* _Records from a dataset_:
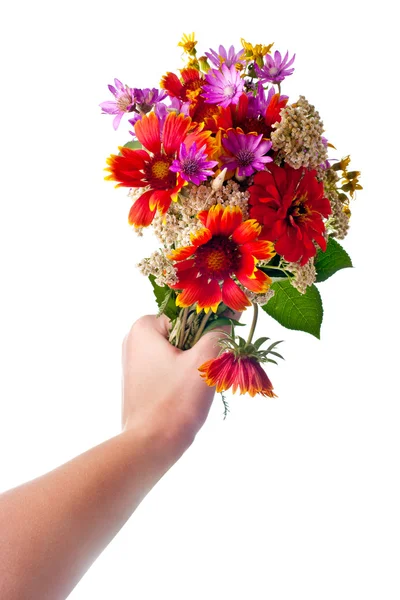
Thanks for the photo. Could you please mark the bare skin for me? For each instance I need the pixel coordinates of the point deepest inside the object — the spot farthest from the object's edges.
(54, 527)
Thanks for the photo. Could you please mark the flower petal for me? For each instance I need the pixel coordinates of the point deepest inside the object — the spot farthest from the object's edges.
(182, 253)
(258, 284)
(147, 131)
(201, 237)
(248, 231)
(231, 218)
(209, 295)
(233, 296)
(174, 132)
(214, 219)
(260, 249)
(141, 215)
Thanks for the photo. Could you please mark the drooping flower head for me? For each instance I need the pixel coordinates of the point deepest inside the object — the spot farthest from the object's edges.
(150, 167)
(223, 87)
(193, 165)
(275, 69)
(225, 248)
(290, 204)
(244, 373)
(228, 58)
(238, 366)
(124, 101)
(245, 152)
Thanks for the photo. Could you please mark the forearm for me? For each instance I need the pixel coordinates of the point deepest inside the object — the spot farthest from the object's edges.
(54, 527)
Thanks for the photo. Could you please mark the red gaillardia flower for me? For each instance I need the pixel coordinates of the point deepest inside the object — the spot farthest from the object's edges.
(238, 365)
(290, 204)
(244, 372)
(226, 247)
(150, 167)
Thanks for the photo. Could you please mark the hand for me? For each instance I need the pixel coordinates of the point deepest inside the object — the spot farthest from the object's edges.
(162, 387)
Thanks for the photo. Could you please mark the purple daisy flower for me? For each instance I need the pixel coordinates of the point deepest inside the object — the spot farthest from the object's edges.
(145, 99)
(124, 101)
(224, 87)
(245, 152)
(227, 58)
(193, 164)
(275, 69)
(259, 103)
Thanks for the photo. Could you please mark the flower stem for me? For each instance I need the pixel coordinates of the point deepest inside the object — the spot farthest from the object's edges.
(201, 328)
(182, 329)
(254, 323)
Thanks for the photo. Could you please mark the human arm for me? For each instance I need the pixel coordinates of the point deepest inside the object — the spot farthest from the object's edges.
(54, 527)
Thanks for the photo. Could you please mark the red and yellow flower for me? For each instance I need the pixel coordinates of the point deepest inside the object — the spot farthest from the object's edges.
(226, 247)
(237, 372)
(290, 204)
(150, 167)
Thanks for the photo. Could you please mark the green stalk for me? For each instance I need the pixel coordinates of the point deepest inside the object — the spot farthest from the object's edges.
(254, 323)
(182, 329)
(202, 326)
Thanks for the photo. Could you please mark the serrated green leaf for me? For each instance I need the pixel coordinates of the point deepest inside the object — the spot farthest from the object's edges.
(220, 322)
(260, 342)
(332, 260)
(166, 307)
(294, 310)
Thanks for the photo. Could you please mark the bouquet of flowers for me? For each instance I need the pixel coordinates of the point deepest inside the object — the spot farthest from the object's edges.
(236, 184)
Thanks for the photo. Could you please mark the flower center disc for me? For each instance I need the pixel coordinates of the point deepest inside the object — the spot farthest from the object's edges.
(158, 174)
(245, 157)
(218, 258)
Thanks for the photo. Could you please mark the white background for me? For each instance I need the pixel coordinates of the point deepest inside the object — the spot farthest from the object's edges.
(295, 497)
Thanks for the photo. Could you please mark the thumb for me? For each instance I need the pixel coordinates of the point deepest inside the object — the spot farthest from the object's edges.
(208, 345)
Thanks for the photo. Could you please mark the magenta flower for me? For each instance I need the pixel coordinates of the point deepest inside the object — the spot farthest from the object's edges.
(145, 99)
(193, 164)
(224, 87)
(245, 152)
(275, 69)
(223, 57)
(124, 101)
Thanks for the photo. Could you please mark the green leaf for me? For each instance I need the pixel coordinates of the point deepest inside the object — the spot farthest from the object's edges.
(220, 321)
(294, 310)
(165, 298)
(133, 145)
(332, 260)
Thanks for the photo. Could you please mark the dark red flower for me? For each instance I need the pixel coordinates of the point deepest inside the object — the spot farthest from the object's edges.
(290, 204)
(243, 372)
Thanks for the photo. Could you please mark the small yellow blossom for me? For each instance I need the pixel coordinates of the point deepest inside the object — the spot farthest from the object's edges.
(188, 43)
(192, 63)
(203, 62)
(256, 52)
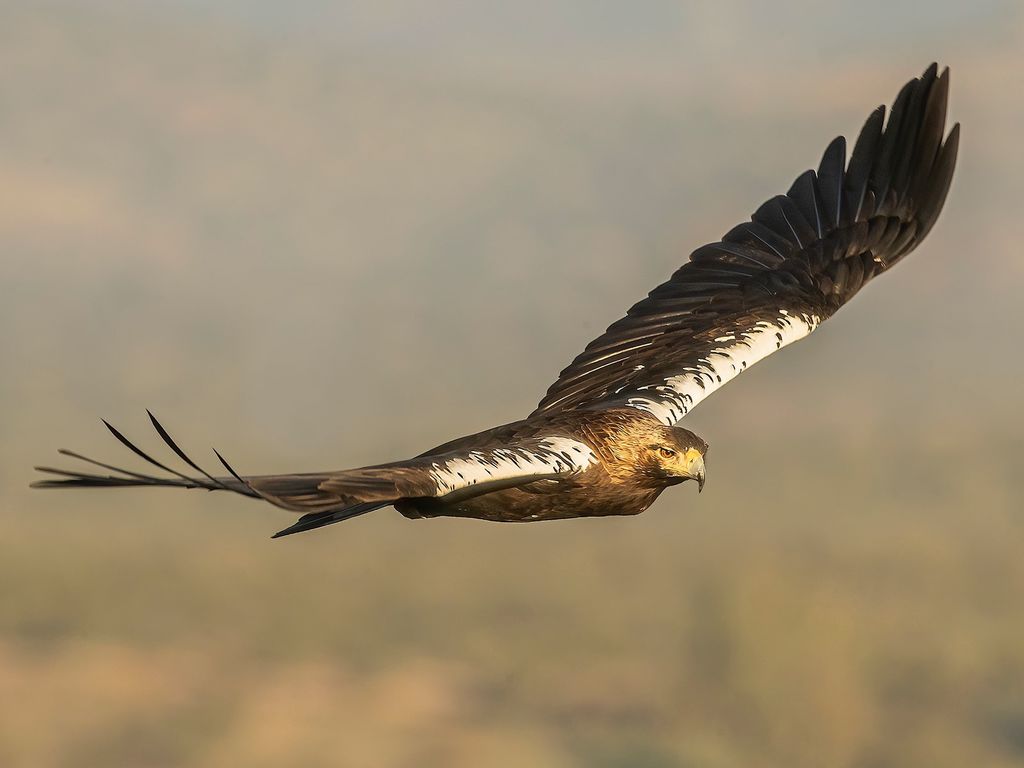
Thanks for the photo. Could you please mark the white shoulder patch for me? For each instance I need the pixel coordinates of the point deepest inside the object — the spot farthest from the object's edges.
(671, 400)
(537, 459)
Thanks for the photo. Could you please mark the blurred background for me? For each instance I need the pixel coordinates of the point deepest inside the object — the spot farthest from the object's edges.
(323, 235)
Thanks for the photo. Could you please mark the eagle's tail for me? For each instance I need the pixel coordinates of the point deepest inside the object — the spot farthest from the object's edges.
(297, 493)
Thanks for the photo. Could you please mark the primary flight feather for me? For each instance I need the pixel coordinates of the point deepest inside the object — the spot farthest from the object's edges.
(605, 439)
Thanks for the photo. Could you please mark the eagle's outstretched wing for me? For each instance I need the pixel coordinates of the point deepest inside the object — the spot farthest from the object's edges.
(773, 280)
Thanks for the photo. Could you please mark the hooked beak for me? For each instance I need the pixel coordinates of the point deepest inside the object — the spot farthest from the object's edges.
(694, 468)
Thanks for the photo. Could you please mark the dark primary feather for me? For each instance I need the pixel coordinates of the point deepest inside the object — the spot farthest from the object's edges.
(807, 252)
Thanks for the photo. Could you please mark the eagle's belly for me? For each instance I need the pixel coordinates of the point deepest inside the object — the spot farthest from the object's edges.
(545, 500)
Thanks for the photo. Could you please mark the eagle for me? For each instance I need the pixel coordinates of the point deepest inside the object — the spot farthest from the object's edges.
(607, 437)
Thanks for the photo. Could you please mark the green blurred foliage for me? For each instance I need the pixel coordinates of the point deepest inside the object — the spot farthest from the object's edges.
(334, 242)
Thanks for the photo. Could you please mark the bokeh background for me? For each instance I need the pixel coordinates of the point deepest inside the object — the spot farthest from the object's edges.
(323, 235)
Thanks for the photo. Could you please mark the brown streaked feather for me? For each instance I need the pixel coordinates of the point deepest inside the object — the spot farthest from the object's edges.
(803, 255)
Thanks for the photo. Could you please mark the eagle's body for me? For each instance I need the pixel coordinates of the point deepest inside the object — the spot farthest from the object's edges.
(615, 473)
(605, 440)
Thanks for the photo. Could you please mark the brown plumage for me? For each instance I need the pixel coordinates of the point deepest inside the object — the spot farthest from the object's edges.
(604, 439)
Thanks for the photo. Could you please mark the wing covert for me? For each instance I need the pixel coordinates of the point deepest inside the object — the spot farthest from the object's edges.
(771, 281)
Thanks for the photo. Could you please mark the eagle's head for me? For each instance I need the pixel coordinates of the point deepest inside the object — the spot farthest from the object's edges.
(675, 455)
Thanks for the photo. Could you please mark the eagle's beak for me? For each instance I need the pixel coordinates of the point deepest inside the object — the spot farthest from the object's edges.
(694, 468)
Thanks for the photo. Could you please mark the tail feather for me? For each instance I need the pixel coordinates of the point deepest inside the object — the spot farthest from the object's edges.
(315, 520)
(297, 493)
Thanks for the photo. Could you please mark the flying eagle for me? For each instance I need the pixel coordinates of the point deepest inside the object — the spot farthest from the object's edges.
(606, 437)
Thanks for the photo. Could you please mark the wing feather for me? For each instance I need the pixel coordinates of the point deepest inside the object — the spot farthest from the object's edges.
(774, 279)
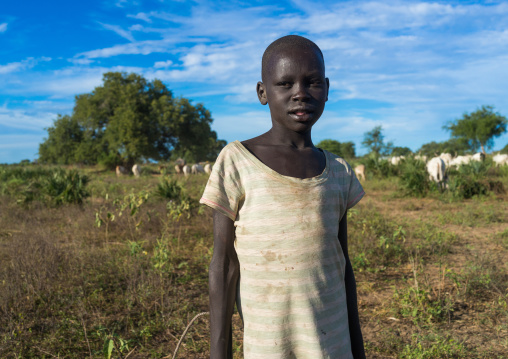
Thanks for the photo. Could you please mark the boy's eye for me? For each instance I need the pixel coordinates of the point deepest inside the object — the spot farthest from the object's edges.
(284, 84)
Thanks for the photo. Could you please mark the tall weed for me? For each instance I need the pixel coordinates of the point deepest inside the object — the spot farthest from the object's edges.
(414, 178)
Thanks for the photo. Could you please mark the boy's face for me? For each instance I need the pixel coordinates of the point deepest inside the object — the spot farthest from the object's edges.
(295, 88)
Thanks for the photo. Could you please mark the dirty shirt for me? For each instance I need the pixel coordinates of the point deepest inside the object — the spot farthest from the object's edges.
(291, 292)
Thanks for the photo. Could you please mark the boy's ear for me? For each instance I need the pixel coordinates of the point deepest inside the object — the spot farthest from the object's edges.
(327, 87)
(261, 90)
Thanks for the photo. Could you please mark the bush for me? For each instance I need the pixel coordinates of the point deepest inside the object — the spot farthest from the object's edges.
(170, 189)
(66, 187)
(379, 167)
(414, 178)
(471, 180)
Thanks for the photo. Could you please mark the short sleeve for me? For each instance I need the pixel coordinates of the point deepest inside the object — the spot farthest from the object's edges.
(356, 192)
(223, 191)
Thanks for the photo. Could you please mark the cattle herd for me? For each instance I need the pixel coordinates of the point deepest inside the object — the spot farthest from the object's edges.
(181, 167)
(437, 166)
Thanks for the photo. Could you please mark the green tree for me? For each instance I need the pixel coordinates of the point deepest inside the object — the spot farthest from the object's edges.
(129, 119)
(348, 149)
(454, 146)
(478, 128)
(344, 149)
(505, 149)
(331, 146)
(374, 141)
(64, 139)
(401, 151)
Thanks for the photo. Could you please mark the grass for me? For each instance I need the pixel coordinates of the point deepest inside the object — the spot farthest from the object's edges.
(126, 270)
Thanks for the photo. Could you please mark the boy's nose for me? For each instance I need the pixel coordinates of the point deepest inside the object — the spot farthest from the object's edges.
(300, 93)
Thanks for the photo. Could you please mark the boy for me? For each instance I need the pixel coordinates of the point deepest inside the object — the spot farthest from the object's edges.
(280, 224)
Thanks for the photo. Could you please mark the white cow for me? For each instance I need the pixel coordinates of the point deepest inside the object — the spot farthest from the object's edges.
(460, 160)
(136, 169)
(447, 157)
(395, 160)
(360, 172)
(120, 171)
(479, 156)
(437, 171)
(197, 168)
(500, 159)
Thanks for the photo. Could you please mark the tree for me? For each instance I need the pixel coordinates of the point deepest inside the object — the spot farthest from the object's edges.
(331, 146)
(345, 149)
(348, 149)
(479, 128)
(374, 140)
(129, 119)
(401, 151)
(505, 149)
(454, 146)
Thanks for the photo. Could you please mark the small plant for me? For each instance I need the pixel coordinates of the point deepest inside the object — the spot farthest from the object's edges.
(414, 178)
(433, 348)
(169, 189)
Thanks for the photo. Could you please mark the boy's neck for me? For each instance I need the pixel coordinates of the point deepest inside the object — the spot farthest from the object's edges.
(282, 137)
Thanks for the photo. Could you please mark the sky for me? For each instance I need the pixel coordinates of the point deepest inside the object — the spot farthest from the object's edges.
(408, 66)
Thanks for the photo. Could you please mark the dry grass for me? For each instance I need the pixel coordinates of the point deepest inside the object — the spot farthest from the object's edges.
(432, 274)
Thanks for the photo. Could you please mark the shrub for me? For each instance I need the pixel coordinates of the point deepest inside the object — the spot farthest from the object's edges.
(414, 178)
(66, 187)
(379, 167)
(170, 189)
(471, 180)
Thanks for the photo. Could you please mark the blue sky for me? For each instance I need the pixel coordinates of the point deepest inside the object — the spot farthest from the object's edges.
(409, 66)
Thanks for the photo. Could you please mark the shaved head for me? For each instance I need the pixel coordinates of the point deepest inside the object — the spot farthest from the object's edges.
(286, 43)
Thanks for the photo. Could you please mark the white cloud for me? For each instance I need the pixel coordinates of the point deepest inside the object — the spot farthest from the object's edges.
(119, 31)
(141, 16)
(25, 119)
(28, 63)
(163, 64)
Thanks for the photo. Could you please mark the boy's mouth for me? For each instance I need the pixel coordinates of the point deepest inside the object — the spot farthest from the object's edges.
(301, 114)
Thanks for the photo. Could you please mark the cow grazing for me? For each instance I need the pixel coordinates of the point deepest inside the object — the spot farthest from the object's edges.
(395, 160)
(460, 160)
(120, 171)
(437, 171)
(197, 168)
(500, 159)
(447, 157)
(479, 156)
(360, 172)
(421, 158)
(136, 169)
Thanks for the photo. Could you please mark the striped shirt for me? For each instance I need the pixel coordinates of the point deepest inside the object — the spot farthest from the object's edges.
(292, 294)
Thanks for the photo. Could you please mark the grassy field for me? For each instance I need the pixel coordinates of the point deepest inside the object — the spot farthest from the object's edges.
(121, 274)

* _REQUIRED TASK_: Starting with the line that contains "Thanks for the photo. Could you please mark the dry" and going on through the end of the material, repeat every line, requests included, with each coordinate in the answers multiplied by 1.1 and rounded to a whole number, halves rounded up. Give only those lines.

* _SOLUTION TO THIS EXERCISE_:
Thanks for the photo. Could you please mark the dry grass for me? For each instance I need the pixel coordinates of the point deepest inside the object — the spot farthest from the object's edges.
(475, 301)
Thanks for the photo. Could you please mark the shrub for me? For each instance I need the pixel coordinates of the point deepest inside the object — the spot farthest from the object's edges.
(455, 196)
(73, 206)
(417, 184)
(187, 208)
(518, 198)
Thanks for the photo. Could you please mark the blue sky for me? For each instance I need the pixel coordinates of the point deepest inside the object — the spot farthest from the object's edges.
(450, 73)
Thanks for the photo. Could you please mark the shaved head for me? For each instance I need the pixel coordinates of the point deepest inside the object — the spot farthest from the object's edges.
(315, 47)
Thanks for the photo. Could you please mark the white cloud for me? For each instance I need the pixel coordinates of the point deepest inside the object — the spot farthest from the object's edges.
(131, 34)
(155, 18)
(28, 131)
(31, 69)
(179, 70)
Thanks for the photo. Could you please mark the boy's mouth for me? For each instance I need the pixel coordinates of the point deepest inside the object — the spot farthest from the object's edges.
(331, 125)
Thanks for the photo. Could you please mark the cow grazing for me? For each instance I need the pixel coordinates of the point deepest inside the object — the spot farthest from the object's edges.
(435, 176)
(506, 176)
(132, 188)
(481, 188)
(217, 185)
(550, 175)
(492, 173)
(527, 172)
(396, 189)
(463, 174)
(150, 186)
Thanks for the photo. Could you please mark the striped shirt for me? For each instance I need the pixel coordinates of the point deepest inside the object — the spot farthest from the object's edges.
(321, 323)
Thanks for the photo. Could you please mark the grassy field for me? For each instance I need the pixel coordinates of the point deepest inside the object — the spot farthest from the object's edges.
(133, 301)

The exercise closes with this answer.